## What this task involves:
Please copy out each entry, word for word.

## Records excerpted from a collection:
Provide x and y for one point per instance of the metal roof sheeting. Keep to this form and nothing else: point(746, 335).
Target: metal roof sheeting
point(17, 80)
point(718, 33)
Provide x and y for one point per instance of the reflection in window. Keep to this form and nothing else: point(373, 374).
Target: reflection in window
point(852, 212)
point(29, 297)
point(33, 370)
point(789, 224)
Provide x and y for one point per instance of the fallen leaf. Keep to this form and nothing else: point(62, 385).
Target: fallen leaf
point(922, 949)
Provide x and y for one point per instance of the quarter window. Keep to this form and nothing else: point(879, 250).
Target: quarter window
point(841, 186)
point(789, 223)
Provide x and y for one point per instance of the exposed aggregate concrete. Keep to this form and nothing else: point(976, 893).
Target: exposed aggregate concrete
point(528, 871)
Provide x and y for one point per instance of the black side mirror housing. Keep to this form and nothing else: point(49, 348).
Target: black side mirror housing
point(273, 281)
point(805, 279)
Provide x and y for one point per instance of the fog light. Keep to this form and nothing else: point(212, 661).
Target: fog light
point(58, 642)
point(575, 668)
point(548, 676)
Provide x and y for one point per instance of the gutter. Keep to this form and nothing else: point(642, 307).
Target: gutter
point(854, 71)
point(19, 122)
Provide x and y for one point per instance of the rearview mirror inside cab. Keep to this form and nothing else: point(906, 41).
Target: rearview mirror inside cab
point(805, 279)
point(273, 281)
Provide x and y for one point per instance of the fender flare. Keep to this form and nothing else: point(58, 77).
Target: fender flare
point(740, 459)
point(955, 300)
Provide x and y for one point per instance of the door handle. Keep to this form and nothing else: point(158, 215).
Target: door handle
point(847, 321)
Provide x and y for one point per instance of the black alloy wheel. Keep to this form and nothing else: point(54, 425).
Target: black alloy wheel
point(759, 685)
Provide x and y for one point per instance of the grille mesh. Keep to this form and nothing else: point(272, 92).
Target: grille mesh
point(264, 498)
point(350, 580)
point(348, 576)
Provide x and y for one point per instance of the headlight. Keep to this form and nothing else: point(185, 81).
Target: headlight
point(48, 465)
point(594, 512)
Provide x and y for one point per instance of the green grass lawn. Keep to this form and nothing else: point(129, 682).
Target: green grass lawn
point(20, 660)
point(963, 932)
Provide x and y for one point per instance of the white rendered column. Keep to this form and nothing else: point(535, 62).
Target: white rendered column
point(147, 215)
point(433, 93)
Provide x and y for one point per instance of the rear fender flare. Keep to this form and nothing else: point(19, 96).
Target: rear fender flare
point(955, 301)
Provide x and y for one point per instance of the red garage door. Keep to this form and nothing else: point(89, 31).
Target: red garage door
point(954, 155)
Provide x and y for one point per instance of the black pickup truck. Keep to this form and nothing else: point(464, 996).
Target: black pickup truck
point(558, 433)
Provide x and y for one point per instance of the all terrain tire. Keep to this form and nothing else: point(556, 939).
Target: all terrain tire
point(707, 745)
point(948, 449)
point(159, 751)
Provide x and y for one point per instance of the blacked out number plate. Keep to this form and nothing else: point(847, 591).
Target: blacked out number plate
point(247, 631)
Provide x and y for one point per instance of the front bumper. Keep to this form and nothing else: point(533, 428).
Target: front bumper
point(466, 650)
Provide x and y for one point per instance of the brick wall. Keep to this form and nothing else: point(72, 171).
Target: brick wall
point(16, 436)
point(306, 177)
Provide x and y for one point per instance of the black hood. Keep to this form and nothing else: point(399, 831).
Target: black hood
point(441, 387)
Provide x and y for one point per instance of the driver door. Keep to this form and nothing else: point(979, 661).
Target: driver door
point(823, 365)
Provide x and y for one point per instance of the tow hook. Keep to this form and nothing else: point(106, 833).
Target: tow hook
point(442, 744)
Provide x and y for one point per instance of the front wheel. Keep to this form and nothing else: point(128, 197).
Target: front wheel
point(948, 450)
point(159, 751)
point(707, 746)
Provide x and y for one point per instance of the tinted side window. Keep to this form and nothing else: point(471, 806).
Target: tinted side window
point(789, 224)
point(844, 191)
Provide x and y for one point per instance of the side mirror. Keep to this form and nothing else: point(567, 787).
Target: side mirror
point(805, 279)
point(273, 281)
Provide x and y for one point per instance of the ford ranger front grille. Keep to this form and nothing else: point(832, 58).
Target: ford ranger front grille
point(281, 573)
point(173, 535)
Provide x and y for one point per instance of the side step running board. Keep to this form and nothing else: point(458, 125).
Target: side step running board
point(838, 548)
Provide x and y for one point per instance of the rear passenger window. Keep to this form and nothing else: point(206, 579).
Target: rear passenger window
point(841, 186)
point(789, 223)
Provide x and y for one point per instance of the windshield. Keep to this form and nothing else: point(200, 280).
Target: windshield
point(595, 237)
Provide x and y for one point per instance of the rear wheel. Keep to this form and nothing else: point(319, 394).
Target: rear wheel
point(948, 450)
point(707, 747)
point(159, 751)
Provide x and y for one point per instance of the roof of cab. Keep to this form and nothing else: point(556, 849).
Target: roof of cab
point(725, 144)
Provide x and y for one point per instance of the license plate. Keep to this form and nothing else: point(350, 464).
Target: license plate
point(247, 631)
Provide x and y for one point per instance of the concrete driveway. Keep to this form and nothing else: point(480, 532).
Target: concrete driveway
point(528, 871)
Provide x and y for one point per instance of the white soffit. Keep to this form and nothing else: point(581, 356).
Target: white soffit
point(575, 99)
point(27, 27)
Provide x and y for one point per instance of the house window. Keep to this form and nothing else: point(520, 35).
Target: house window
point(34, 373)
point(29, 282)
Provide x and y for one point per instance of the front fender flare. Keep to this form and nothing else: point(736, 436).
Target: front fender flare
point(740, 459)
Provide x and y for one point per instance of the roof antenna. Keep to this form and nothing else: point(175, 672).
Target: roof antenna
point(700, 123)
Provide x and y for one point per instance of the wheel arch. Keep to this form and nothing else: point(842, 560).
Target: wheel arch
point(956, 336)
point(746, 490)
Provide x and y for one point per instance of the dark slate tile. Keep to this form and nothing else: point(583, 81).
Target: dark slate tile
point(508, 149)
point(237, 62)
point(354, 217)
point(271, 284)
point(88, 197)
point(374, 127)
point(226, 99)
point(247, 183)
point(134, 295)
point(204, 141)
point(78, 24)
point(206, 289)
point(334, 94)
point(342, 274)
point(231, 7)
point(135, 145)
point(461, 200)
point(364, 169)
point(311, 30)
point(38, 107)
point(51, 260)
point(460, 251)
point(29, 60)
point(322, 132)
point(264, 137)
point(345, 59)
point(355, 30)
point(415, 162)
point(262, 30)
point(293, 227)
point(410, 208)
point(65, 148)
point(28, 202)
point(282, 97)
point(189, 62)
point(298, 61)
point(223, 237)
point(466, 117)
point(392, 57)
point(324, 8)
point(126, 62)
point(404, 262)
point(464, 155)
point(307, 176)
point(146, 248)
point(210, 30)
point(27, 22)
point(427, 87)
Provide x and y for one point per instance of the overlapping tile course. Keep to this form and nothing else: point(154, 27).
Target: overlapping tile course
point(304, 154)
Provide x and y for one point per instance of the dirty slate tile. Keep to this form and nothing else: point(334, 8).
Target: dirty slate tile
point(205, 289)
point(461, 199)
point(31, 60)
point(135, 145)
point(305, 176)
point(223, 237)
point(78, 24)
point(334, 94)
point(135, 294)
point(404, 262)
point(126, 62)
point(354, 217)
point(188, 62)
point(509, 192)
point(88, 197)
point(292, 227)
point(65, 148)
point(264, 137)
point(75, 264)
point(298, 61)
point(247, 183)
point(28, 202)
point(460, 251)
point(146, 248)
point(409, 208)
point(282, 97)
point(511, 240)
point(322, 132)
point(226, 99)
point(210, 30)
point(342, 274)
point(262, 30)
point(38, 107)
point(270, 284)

## Task output:
Provide x and y for one point per instance of the metal roof sheeting. Keep to this form and nothing else: point(746, 335).
Target: metal roof sheeting
point(17, 80)
point(718, 33)
Provide x and y for one point per instance of the reflection in window. Keep to this form and nothing else: point(373, 374).
Target: reflection in window
point(852, 212)
point(29, 297)
point(33, 370)
point(789, 224)
Provide x and y for one point per instance of the fallen leaf. Keep to this form and nothing else: point(62, 385).
Target: fallen leaf
point(922, 949)
Provide x and y for one point per instance of the quarter window. Keep to this form and nothing else: point(879, 250).
Target: quarter window
point(841, 186)
point(789, 223)
Provide x and y for one point per instance of the exposed aggregate concrete. Keep to this form and nothing else: point(976, 893).
Target: exposed aggregate concrete
point(528, 871)
Provide x and y for one point per instance of the black side mirror housing. Keep to this form and nothing else: point(49, 348).
Target: black side mirror housing
point(273, 281)
point(805, 279)
Provide x and y for one point per instance of the fog light. Keep to this form and nothing else: point(212, 661).
Target: fog light
point(58, 642)
point(575, 668)
point(548, 676)
Provide x and y for one point per instance of the gutter. Keep to this form and nothing else: point(642, 307).
Target: gutter
point(854, 71)
point(19, 122)
Provide x and y for one point per instance of the rearview mirror inside cab. Keep to this form and nothing else: point(906, 41).
Target: rearview mirror inside cab
point(805, 279)
point(273, 281)
Provide x and y for one point per instance of the fender flare. Keep to this form and nothing else: point(58, 77).
Target: fender flare
point(740, 459)
point(955, 300)
Provide x and y for one point per instance of the door handle. Keep to this form and nothing else: point(158, 215).
Target: door handle
point(847, 321)
Provide x and y for one point per instance of the black alloy wheel. Keep to this form and nothing else: point(54, 425).
Target: black alloy wheel
point(759, 685)
Provide x and y for one point per instance of the grille mesh. Keep to this form and nothing else: point(272, 92).
Target: grille mesh
point(264, 498)
point(350, 580)
point(348, 576)
Provide x and y for one point per instance of the headlight. Keep to this form and nothing else: point(185, 81).
Target: headlight
point(48, 465)
point(594, 512)
Provide x and y for one point per instance of the green grass lawn. Keep to this form and nothing else: point(129, 682).
Target: green grass lawn
point(20, 660)
point(963, 932)
Provide x and y for one point per instance of the white rendered column. Keep to this form and nothing else: point(535, 62).
Target: white rendered column
point(147, 215)
point(433, 93)
Provide x and y for one point per instance of the rear fender flare. Keep to this form and nothing else: point(19, 96).
Target: rear fender flare
point(955, 301)
Provide x and y for one point per instance of the red garage door. Keep to this form and nothing else: point(89, 31).
Target: red garage door
point(954, 155)
Provide x and y for one point per instance of the black pickup truck. Keep to this form and nothing else: point(464, 996).
Target: black pickup truck
point(558, 433)
Provide x and y for one point per instance of the all terrain tire. Keep to this form and nothing else: point(556, 939).
Target: all terrain tire
point(707, 745)
point(948, 449)
point(159, 751)
Provide x and y for one point per instance of the blacked out number plate. Keep to this form and nothing else: point(847, 591).
Target: blacked out number plate
point(247, 631)
Provide x and y for one point per instance of the front bumper. Keep to this form and nothing else: point(533, 428).
Target: front bumper
point(466, 650)
Provide x and y for one point per instance of the brick wall. Keep to this form and nothing else: point(72, 171).
Target: brick wall
point(16, 436)
point(306, 177)
Provide x and y for one point per instance of the black hood. Keep to this form and nothing else: point(399, 831).
Target: black hood
point(441, 387)
Provide x and y for one point per instance of the driver door. Keep to this form and nothing else: point(979, 661).
Target: driver door
point(823, 365)
Provide x and y for one point per instance of the tow hook. Keep to this form and nothing else: point(106, 833).
Target: tow hook
point(442, 744)
Provide x and y for one point per instance of the front wheel. Keep to this form and nothing else: point(128, 197).
Target: front wheel
point(948, 450)
point(159, 751)
point(707, 746)
Provide x and y for one point per instance of the tinted side window. Keep to this form and nothing else: point(471, 806).
Target: tinted side window
point(789, 224)
point(844, 191)
Provide x and y for one point per instance of the side mirror. Keep to this form and nothing else: point(567, 787).
Target: side mirror
point(805, 279)
point(273, 281)
Provide x and y for one point per instance of the ford ranger front grille. Keep to this form and nothing else: point(832, 58).
Target: ford ranger front grille
point(281, 573)
point(173, 535)
Provide x and y for one point per instance of the side step running board. Keep to this form and nothing else: point(458, 125).
Target: side step running board
point(838, 548)
Provide x and y for one point per instance of the rear passenger window. Keep to this form and nothing else: point(206, 579).
Target: rear passenger window
point(841, 186)
point(789, 223)
Provide x and y for one point per instance of the windshield. Keep to this form and nothing else: point(200, 280).
Target: windshield
point(595, 237)
Provide x and y for one point per instance of the rear wheel. Keep to this form and nothing else: point(319, 394).
Target: rear wheel
point(948, 450)
point(707, 747)
point(159, 751)
Provide x and y for one point per instance of the roof of cab. Keep to this form and nothing else: point(556, 849).
Target: roof of cab
point(725, 144)
Provide x and y for one point per instance of the license plate. Keep to this form and nothing else: point(350, 464).
Target: license plate
point(247, 631)
Provide x and y for one point per instance of the concrete driveway. Keep to this form and nothing else: point(480, 532).
Target: concrete driveway
point(528, 871)
Provide x and y for one point per instance of the white soffit. Keep to this form and nothing else: point(581, 356).
Target: white soffit
point(575, 99)
point(27, 27)
Provide x and y for one point per instance of the house window. Keep to this form and nothing else: point(520, 35).
Target: house window
point(34, 373)
point(29, 282)
Provide x and y for one point per instance of the front fender flare. Keep to this form and nothing else: point(736, 436).
Target: front fender flare
point(740, 459)
Provide x and y for one point per instance of the roof antenna. Keep to this form and nothing else: point(175, 672).
Target: roof antenna
point(700, 123)
Provide x and y for one point per instance of the wheel arch. Keep to this form and nothing else: point(842, 560).
Target: wheel arch
point(956, 336)
point(746, 490)
Provide x and y for one point per instance of the dark slate tile. Keep to this form and nothing else: point(583, 81).
Target: dark slate tile
point(508, 149)
point(237, 62)
point(354, 217)
point(271, 284)
point(88, 197)
point(374, 127)
point(226, 99)
point(247, 183)
point(134, 295)
point(204, 141)
point(78, 24)
point(206, 289)
point(334, 94)
point(342, 274)
point(231, 7)
point(135, 145)
point(461, 200)
point(364, 169)
point(311, 30)
point(38, 107)
point(51, 260)
point(460, 251)
point(29, 60)
point(322, 132)
point(264, 137)
point(345, 59)
point(355, 30)
point(415, 162)
point(262, 30)
point(293, 227)
point(410, 208)
point(65, 148)
point(28, 202)
point(282, 97)
point(189, 62)
point(298, 61)
point(223, 237)
point(466, 117)
point(392, 57)
point(324, 8)
point(126, 62)
point(404, 262)
point(464, 155)
point(307, 176)
point(146, 248)
point(210, 30)
point(27, 22)
point(427, 87)
Provide x and y for one point per instance of the overlapping tile course. Keep to this form and nothing else: point(154, 27).
Target: overlapping tile course
point(304, 154)
Provide x and y for one point per instance of the dirty slate tile. Keep to this form and nothing else: point(334, 8).
Target: dirty slate tile
point(205, 289)
point(461, 199)
point(31, 60)
point(135, 145)
point(305, 176)
point(223, 237)
point(78, 24)
point(334, 94)
point(135, 294)
point(404, 262)
point(126, 62)
point(354, 217)
point(188, 62)
point(509, 192)
point(88, 197)
point(292, 227)
point(65, 148)
point(264, 137)
point(75, 264)
point(298, 61)
point(247, 183)
point(28, 202)
point(460, 251)
point(146, 248)
point(409, 208)
point(282, 97)
point(511, 240)
point(322, 132)
point(226, 99)
point(210, 30)
point(342, 274)
point(262, 30)
point(38, 107)
point(270, 284)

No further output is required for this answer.